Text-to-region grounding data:
-=-=-=-=-

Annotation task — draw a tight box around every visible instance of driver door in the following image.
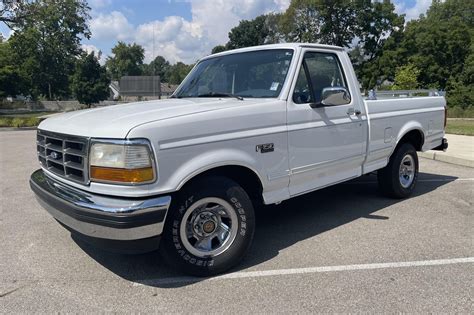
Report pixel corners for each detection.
[287,49,365,196]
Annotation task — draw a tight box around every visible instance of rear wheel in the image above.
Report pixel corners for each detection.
[160,176,255,276]
[377,142,419,198]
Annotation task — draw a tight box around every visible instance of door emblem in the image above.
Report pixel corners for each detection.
[256,143,274,153]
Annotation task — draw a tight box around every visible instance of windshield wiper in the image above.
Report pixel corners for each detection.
[197,92,243,101]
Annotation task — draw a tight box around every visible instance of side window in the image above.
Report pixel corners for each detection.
[292,52,347,104]
[292,64,313,104]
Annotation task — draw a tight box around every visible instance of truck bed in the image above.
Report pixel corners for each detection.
[362,96,446,174]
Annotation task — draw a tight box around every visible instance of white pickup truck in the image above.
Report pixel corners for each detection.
[30,43,448,276]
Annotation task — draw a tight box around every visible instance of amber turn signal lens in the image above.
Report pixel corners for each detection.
[90,166,154,183]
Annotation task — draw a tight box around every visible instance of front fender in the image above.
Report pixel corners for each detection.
[157,147,265,194]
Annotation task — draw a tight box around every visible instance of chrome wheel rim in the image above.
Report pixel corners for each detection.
[399,154,415,188]
[180,197,238,258]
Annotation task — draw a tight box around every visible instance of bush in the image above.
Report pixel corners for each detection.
[10,117,24,128]
[0,116,42,127]
[0,117,10,127]
[447,106,474,118]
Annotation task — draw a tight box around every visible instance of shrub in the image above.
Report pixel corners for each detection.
[448,106,474,118]
[10,118,24,128]
[0,116,43,127]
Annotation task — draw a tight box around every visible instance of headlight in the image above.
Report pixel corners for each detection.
[89,140,155,184]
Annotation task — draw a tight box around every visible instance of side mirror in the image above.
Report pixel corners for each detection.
[310,87,351,108]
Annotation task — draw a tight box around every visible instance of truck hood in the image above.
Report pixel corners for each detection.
[38,98,252,138]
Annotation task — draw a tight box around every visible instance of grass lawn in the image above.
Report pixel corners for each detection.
[0,111,57,128]
[446,119,474,136]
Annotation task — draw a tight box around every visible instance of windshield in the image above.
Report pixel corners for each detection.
[174,49,294,99]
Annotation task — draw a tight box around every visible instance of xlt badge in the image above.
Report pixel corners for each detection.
[256,143,274,153]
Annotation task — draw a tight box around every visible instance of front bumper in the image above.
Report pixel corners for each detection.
[30,169,172,242]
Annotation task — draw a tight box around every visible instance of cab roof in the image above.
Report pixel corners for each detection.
[201,43,344,62]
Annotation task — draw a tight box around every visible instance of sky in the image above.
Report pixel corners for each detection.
[1,0,434,65]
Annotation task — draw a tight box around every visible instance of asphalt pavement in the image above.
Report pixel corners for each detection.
[0,130,473,313]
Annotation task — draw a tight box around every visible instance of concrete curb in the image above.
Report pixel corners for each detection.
[419,151,473,168]
[0,127,37,132]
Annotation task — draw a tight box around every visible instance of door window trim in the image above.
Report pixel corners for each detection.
[291,50,351,106]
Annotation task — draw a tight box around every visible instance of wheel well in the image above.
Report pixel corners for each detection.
[398,129,424,151]
[183,165,264,204]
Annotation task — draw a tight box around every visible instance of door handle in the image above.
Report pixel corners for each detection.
[347,108,361,116]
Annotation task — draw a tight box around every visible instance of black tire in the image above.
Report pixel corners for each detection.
[160,176,255,276]
[377,142,419,198]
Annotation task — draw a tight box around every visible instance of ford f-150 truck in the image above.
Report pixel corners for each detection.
[30,43,448,276]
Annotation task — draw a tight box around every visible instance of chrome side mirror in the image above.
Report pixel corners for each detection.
[310,87,351,108]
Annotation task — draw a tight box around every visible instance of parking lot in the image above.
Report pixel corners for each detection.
[0,130,472,312]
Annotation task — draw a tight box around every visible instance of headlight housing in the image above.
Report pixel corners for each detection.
[89,139,156,185]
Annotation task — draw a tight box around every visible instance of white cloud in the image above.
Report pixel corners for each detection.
[190,0,290,49]
[395,0,432,21]
[134,16,206,63]
[89,11,133,41]
[88,0,290,64]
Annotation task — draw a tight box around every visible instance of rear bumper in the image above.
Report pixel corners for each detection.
[433,137,448,151]
[30,169,172,242]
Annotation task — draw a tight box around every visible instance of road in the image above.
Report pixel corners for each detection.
[1,130,473,313]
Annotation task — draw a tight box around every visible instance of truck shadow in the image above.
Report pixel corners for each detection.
[72,172,456,288]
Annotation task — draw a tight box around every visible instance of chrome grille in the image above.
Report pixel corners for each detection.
[37,130,90,184]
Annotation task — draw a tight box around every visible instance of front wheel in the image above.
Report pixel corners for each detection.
[377,142,419,198]
[160,176,255,276]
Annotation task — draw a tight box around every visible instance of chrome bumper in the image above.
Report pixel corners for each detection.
[30,169,172,241]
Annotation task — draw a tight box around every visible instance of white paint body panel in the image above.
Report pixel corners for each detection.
[37,43,446,204]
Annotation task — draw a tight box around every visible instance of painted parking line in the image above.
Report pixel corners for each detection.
[137,257,474,286]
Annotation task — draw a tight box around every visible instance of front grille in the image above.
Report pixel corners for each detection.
[37,130,90,184]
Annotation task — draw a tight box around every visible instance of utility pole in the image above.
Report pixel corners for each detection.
[153,23,156,98]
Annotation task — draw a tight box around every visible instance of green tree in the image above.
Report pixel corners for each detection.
[279,0,404,90]
[264,13,284,44]
[167,62,193,85]
[359,0,473,94]
[281,0,362,47]
[106,42,145,80]
[8,0,90,99]
[445,41,474,109]
[355,0,405,61]
[392,64,420,90]
[142,55,170,79]
[0,40,28,98]
[211,45,227,54]
[226,15,269,49]
[352,0,404,90]
[71,52,110,107]
[0,0,35,28]
[280,0,321,43]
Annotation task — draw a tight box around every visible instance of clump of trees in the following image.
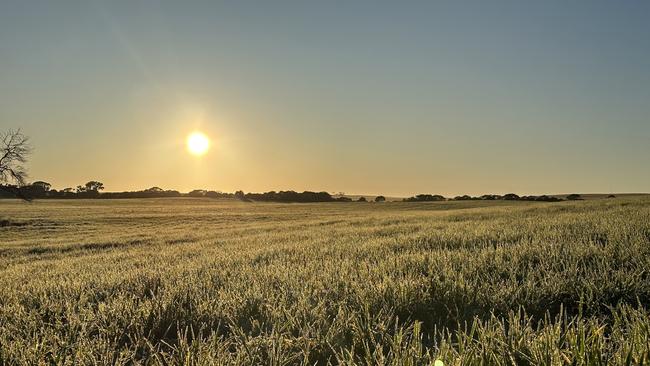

-=-=-=-=-

TASK TO COMPLETE:
Reproduce the data word for word; no pictures.

RESPONSE BOX:
Annotation task — draw a tight box around every visible instance of driver door in the following image.
Report pixel corners for each detection.
[287,49,365,196]
Annotation task — draw a tight box around every visible instance of rear wheel in the image above.
Report pixel corners for each detection.
[160,176,255,276]
[377,142,419,198]
Annotation task — draw a tight box around every visible instance of door emblem in the image above.
Report pixel corners for each detection.
[256,143,274,153]
Annotation task — draw a tight box around every visible instance of windshield wiper in the image above.
Report pixel corners for each detection.
[197,92,243,101]
Annotation task — draw a tight box around every visible instance of side window in the image above.
Report pixel corners for each detection.
[292,52,347,104]
[292,64,313,104]
Annotation task — draw a tight box around every visible instance of truck bed in the image above.
Report pixel corners for each detection.
[362,96,446,174]
Annotation task — draw a tight box around every visible instance of white pickup truck in the image above.
Report pixel corners for each detection.
[30,43,448,276]
Annotation task — draw a tight box around every visible instance of amber turn signal lens in the image above.
Report pixel corners for each detection.
[90,166,154,183]
Annotation task — draw a tight box around every visible instance of front fender in the image above.
Report pixel corners for each detection.
[157,147,265,194]
Annotation task — draw a tight box around every visible instance of chrome wheel rim in the image above.
Report pixel corners for each detection.
[399,154,415,188]
[180,197,238,258]
Annotation task — draw a tight box around every visible instance of bush in the image above.
Report pixel corners for each detection.
[10,117,24,128]
[0,116,42,127]
[0,117,10,127]
[447,106,474,118]
Annotation task — draw a tight box around every visible instance of shrub in the image above.
Report pixel corners for each detection.
[448,106,474,118]
[10,118,24,128]
[0,116,43,127]
Annotation task — draw a tight box around every visible instance of headlight in the image above.
Report pixel corners for each detection.
[89,140,155,184]
Annotation task — draw a tight box around every visible instance of side mirror in the image above.
Report pixel corners for each detection.
[310,87,351,108]
Annotation task — draw a tight box around every visible instance of truck hood in the image above.
Report pixel corners for each detection.
[38,98,252,138]
Annotation task — draw a tight box around every visible instance of grass lawn in the image above.
Report pixel corners for each detection.
[0,111,57,128]
[446,119,474,136]
Annotation task — draw a tight box around every visible instance of windshield in the image above.
Report pixel corners for each detection.
[174,49,294,99]
Annotation task — draw a tight box around every visible instance of xlt badge in the image above.
Report pixel corners for each detection.
[256,143,274,153]
Annotation task — draw a tight box around every visible instance of front bumper in the image above.
Report pixel corners for each detection.
[30,169,172,242]
Annotation task — draw a tight box around every visible instance of cab roof in the image above.
Report pixel corners for each detection.
[201,43,344,62]
Annotation task — draw a tight box around every visible instance of sky in the image above.
Report pixel corners for each detection.
[1,0,434,65]
Annotation task — draw a tight box around every visible instance of asphalt pavement in the image above.
Report pixel corners for each detection.
[0,130,473,313]
Annotation task — draw a tight box around every visible instance of concrete curb in the image above.
Report pixel corners for each detection.
[419,151,473,168]
[0,127,37,132]
Annotation task — draw a tight box around every visible instance of door window trim in the image above.
Report pixel corners for each detection.
[291,50,351,106]
Annotation task — draw a tight box around every visible instance of wheel well in the image above.
Report pixel corners for each detection.
[398,129,424,151]
[183,165,264,204]
Annotation task — draw a tight box around every visible instance of door handle in the image above.
Report pixel corners for each detection.
[347,108,361,116]
Annotation task — draw a tight box around every visible instance of black tire in the image above.
Report pixel corners for each detection.
[160,176,255,276]
[377,142,419,198]
Annotation task — draw a tight box around every visible instance of ford f-150 truck in the image above.
Report pixel corners for each detection.
[30,43,448,276]
Annotation task — draw a tight box around every visible instance of chrome side mirror in the image above.
Report pixel corners for each detection.
[310,87,351,108]
Annotation task — draw a tight box around every visible instance of parking lot in the image above.
Report pixel corners for each detection.
[0,130,472,312]
Annotation task — draw a tight box around every visible instance of headlight housing in the image above.
Report pixel corners for each detection.
[89,139,156,185]
Annotation task — draw a tight box around every visible instance of white cloud in the image above.
Report pixel corners for each detection.
[190,0,290,49]
[395,0,432,21]
[134,16,206,63]
[89,11,133,41]
[88,0,290,64]
Annotation task — draw a tight box around every visible instance of rear bumper in the image above.
Report pixel corners for each detection.
[433,137,448,151]
[30,169,172,242]
Annotation task — draw a tight box around every visible instance of road in the image above.
Report pixel corners for each detection.
[1,130,473,313]
Annotation task — draw a tight box around every visible instance of truck shadow in the image above.
Report pixel corners for each detection.
[72,172,456,288]
Annotation task — draw a tight box around every visible instance of chrome grille in the image above.
Report pixel corners for each detection.
[37,130,90,184]
Annotation task — draw a tight box around every visible instance of front wheel in the image above.
Report pixel corners for each detection.
[377,142,419,198]
[160,176,255,276]
Annotation task — draw a tight box around every visible instance of chrome bumper in the image above.
Report pixel corners for each detection.
[30,169,172,241]
Annotation task — draw a tight box around every visible instance of white paint body panel in the image above.
Report pixel corners for each detection.
[37,43,446,204]
Annotation task — draw a tight box around every visible instance of painted parking line in the image above.
Report pixel corners for each detection.
[137,257,474,286]
Annotation task — draw a tight box around every visible instance of front grille in the image above.
Report pixel corners for each detection.
[37,130,90,184]
Annotation task — draw a tight box around every visible instance of utility pole in the image above.
Report pixel corners for each detection.
[153,23,156,98]
Annotation task — draw a tight box around every visible instance of green tree in the image above.
Report pixel corners for each detection.
[279,0,404,90]
[264,13,284,44]
[167,62,193,85]
[359,0,473,94]
[281,0,362,47]
[106,42,145,80]
[8,0,90,99]
[445,41,474,109]
[355,0,405,61]
[392,64,420,90]
[142,55,170,79]
[0,40,28,98]
[211,45,227,54]
[226,15,269,49]
[352,0,404,90]
[71,52,110,107]
[0,0,35,28]
[280,0,321,43]
Annotation task — draw a tight box around every visible instance of clump of trees in the following image.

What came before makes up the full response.